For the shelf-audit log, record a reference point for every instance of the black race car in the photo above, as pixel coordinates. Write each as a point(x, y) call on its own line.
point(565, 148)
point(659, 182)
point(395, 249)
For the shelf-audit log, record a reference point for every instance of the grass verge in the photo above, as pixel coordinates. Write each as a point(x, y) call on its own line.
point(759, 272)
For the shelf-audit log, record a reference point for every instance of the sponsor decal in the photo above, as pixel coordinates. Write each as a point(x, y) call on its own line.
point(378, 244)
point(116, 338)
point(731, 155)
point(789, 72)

- - - -

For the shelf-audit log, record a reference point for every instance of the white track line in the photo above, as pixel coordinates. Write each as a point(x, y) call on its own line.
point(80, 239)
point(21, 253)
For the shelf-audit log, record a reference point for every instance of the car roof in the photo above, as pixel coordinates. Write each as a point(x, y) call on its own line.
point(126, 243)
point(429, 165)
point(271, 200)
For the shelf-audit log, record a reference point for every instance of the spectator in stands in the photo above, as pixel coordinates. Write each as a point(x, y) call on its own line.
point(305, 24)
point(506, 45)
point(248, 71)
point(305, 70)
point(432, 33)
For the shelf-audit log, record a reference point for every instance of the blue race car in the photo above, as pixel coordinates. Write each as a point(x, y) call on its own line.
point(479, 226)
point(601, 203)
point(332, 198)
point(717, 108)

- - - -

GIVEN TASK = Print the entries above again without any change, from the line with "of the white" to the line with "point(21, 253)", both of those lines included.

WRITTEN ANSWER =
For the shelf-audit log, record a reference point for every instance of the white track line in the photo above, as pixel coordinates. Write each as a point(x, y) call on its own line.
point(80, 239)
point(21, 253)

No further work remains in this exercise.